— BEGIN EXCERPTED DATA —
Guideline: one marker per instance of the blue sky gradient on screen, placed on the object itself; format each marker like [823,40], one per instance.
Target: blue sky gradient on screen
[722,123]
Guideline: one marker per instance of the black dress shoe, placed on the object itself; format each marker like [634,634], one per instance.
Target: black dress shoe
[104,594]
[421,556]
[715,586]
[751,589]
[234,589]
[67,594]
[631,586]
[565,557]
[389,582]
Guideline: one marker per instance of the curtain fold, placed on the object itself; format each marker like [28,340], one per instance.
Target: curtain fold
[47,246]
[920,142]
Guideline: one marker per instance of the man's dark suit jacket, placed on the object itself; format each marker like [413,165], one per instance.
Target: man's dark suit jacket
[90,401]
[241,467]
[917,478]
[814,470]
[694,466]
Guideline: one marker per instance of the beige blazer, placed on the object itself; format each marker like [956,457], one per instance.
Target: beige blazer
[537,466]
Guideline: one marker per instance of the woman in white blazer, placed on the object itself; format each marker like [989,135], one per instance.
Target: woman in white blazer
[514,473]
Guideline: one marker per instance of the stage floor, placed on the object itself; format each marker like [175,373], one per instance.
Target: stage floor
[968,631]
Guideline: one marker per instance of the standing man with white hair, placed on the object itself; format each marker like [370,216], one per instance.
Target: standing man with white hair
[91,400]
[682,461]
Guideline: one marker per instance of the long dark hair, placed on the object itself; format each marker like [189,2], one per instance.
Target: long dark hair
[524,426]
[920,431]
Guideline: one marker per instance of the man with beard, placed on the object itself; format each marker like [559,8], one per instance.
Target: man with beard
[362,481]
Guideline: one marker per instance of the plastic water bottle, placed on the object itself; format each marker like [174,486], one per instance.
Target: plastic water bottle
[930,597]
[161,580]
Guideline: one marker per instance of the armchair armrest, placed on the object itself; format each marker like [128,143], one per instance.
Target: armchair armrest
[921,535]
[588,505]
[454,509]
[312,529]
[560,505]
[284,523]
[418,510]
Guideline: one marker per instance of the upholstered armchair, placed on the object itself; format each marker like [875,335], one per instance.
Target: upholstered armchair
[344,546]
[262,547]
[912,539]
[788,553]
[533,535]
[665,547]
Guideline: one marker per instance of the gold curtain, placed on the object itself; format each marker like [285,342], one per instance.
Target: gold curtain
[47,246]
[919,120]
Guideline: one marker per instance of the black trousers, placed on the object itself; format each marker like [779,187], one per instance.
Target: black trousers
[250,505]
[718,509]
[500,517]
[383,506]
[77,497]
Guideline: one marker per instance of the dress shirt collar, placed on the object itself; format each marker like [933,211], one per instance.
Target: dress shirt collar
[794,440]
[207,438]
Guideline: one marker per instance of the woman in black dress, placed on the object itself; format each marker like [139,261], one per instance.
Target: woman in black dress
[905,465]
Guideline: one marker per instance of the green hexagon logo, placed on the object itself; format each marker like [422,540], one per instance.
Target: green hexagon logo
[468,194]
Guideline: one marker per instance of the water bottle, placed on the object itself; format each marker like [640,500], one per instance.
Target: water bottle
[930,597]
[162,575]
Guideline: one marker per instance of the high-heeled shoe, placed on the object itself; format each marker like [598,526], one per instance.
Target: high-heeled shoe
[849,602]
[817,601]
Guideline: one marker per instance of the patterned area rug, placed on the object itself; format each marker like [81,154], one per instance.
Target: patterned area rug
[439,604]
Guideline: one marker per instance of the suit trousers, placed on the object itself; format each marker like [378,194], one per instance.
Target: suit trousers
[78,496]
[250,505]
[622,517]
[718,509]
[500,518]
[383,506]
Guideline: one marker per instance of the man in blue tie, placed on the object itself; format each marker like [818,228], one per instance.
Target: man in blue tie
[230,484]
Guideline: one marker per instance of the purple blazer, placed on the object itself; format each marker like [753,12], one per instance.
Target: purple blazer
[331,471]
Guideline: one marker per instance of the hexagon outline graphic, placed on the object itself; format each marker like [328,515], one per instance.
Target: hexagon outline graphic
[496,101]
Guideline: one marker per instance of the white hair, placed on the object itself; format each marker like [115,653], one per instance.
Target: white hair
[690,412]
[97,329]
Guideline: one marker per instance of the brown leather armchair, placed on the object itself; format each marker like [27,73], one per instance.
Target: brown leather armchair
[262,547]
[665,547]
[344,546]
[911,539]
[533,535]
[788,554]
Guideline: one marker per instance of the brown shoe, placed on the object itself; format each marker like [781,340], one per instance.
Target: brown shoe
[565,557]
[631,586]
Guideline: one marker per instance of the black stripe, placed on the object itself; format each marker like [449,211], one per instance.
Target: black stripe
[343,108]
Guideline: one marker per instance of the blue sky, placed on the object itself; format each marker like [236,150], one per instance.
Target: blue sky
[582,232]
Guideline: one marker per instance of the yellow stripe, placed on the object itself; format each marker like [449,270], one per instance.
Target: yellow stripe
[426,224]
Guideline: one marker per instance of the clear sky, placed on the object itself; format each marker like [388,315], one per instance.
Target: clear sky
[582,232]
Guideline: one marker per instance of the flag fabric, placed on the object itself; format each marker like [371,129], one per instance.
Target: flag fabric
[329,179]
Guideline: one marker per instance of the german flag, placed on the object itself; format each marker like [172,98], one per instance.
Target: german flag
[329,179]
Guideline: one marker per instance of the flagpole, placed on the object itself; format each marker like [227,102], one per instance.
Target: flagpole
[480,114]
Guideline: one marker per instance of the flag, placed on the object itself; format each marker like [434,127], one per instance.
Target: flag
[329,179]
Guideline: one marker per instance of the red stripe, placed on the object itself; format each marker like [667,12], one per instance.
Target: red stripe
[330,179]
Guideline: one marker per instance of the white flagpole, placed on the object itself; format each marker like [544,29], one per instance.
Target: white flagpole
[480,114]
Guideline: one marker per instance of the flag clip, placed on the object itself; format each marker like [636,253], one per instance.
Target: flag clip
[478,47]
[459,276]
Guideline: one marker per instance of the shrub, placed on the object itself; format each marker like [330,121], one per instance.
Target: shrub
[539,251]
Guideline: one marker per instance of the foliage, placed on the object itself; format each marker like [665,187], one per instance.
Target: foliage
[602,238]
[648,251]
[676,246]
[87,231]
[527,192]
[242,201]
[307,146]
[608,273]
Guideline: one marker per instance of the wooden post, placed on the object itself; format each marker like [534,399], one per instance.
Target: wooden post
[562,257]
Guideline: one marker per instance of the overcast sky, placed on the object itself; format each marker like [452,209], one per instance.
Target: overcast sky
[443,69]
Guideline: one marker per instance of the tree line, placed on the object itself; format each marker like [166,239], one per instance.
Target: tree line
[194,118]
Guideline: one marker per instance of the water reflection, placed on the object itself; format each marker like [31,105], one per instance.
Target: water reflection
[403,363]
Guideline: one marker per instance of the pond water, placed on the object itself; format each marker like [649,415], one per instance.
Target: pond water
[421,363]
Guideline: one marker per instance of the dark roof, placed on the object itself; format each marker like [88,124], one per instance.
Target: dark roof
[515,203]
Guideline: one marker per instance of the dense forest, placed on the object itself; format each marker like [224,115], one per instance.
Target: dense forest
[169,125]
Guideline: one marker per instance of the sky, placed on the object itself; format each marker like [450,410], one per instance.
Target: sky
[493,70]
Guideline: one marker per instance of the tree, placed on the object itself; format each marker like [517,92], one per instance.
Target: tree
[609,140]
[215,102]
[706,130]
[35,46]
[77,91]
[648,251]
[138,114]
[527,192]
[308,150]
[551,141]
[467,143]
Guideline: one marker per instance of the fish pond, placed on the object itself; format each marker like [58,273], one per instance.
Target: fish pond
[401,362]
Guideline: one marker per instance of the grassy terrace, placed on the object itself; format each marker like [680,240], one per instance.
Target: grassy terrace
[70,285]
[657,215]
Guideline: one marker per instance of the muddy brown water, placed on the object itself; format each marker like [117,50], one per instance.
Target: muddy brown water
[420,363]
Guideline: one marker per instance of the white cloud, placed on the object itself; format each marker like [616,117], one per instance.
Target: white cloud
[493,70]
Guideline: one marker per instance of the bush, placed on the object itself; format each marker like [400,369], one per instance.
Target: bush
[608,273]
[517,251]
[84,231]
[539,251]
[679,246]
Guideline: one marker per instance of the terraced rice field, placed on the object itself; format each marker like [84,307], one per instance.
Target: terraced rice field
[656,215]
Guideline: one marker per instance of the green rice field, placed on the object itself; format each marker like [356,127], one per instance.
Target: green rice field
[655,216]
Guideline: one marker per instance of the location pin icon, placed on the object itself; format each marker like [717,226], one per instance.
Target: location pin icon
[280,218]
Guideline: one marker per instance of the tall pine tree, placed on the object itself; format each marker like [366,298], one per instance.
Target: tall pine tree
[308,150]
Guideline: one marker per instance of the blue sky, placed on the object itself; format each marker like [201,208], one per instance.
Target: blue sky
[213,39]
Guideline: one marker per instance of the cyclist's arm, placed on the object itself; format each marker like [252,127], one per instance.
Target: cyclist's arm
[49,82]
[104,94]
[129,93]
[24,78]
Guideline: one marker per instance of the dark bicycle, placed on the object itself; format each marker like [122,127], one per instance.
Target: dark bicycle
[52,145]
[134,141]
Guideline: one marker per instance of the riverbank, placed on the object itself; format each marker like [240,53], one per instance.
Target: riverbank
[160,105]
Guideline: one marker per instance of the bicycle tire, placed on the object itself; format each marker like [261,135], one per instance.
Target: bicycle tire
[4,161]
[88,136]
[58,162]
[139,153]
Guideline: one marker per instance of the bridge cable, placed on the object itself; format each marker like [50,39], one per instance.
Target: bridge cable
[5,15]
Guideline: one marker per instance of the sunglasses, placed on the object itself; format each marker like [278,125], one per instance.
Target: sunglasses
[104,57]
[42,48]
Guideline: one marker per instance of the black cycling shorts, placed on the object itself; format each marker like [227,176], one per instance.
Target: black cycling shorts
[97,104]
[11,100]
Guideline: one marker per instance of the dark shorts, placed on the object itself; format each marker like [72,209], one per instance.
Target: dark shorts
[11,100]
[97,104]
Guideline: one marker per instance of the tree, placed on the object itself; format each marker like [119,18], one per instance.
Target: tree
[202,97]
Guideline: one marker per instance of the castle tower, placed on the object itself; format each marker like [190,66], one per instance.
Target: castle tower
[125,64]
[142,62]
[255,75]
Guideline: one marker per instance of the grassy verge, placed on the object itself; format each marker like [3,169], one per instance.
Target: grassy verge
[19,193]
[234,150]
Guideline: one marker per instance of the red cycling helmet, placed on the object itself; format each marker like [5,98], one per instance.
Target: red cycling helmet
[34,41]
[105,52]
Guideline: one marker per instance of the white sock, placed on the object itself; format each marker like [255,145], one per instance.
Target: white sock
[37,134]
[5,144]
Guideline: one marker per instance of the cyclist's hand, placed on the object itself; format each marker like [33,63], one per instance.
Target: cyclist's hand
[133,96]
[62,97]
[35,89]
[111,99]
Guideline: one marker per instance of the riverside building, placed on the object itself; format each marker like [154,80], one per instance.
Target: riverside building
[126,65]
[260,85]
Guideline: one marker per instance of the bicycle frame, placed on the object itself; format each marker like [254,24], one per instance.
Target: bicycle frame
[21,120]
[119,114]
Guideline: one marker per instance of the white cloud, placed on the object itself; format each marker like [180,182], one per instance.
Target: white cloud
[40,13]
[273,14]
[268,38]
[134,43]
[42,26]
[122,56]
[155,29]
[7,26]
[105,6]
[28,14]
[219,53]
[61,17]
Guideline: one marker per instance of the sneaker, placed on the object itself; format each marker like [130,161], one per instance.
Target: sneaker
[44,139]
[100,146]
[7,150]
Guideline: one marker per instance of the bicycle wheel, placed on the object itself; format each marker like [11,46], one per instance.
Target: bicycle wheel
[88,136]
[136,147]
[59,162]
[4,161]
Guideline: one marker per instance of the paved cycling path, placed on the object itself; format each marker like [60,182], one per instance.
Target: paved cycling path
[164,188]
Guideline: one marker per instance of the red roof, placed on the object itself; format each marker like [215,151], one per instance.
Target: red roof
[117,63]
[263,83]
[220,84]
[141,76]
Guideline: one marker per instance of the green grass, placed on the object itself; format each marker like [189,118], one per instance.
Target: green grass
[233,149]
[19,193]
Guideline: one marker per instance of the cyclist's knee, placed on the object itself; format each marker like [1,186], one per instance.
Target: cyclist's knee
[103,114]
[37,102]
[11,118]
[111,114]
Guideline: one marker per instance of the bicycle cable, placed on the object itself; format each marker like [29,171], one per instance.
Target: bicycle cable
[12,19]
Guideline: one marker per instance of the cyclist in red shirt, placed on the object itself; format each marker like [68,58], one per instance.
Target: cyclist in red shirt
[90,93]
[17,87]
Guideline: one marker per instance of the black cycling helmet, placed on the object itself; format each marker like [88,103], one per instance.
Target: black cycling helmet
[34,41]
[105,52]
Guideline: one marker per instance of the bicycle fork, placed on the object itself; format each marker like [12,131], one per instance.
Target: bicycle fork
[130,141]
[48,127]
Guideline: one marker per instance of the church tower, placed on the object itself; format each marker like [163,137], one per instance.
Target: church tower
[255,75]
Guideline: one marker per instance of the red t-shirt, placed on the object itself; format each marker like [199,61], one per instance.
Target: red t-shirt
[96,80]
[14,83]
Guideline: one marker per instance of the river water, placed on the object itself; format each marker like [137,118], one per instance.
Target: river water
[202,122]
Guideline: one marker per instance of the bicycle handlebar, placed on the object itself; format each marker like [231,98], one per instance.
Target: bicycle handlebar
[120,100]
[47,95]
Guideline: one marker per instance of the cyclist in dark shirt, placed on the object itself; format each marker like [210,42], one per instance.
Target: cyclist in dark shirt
— END EXCERPTED DATA —
**TASK OBJECTIVE**
Each line from the one containing "Guideline: one marker per instance of the bicycle fork, placed" to the final line of the entries above must be returned exactly, and no other line may appear.

**RESULT OF THIS EXERCISE**
Guideline: one marker per instance of the bicycle fork, placed on the object itself; format each marker like [12,131], one per instance.
Target: bicycle fork
[130,141]
[48,127]
Guideline: one marker per instance of the church tower, placed on the object itself; format each marker like [163,137], one per instance.
Target: church tower
[255,75]
Guideline: one marker per instance of the red t-shirt, placed on the object itself; format each marker like [199,61], one per instance.
Target: red t-shirt
[96,80]
[14,83]
Guideline: one marker per instance of the river water, placed on the object itself; format each marker like [137,118], one per instance.
Target: river water
[202,122]
Guideline: one marker per instance of the bicycle handlebar, placed on the object itself; format each marker like [231,98], one per instance.
Target: bicycle handlebar
[120,100]
[47,95]
Guideline: one marker per instance of the cyclist in dark shirt, placed on the object itself; format each marker like [210,42], one per instance.
Target: cyclist in dark shirt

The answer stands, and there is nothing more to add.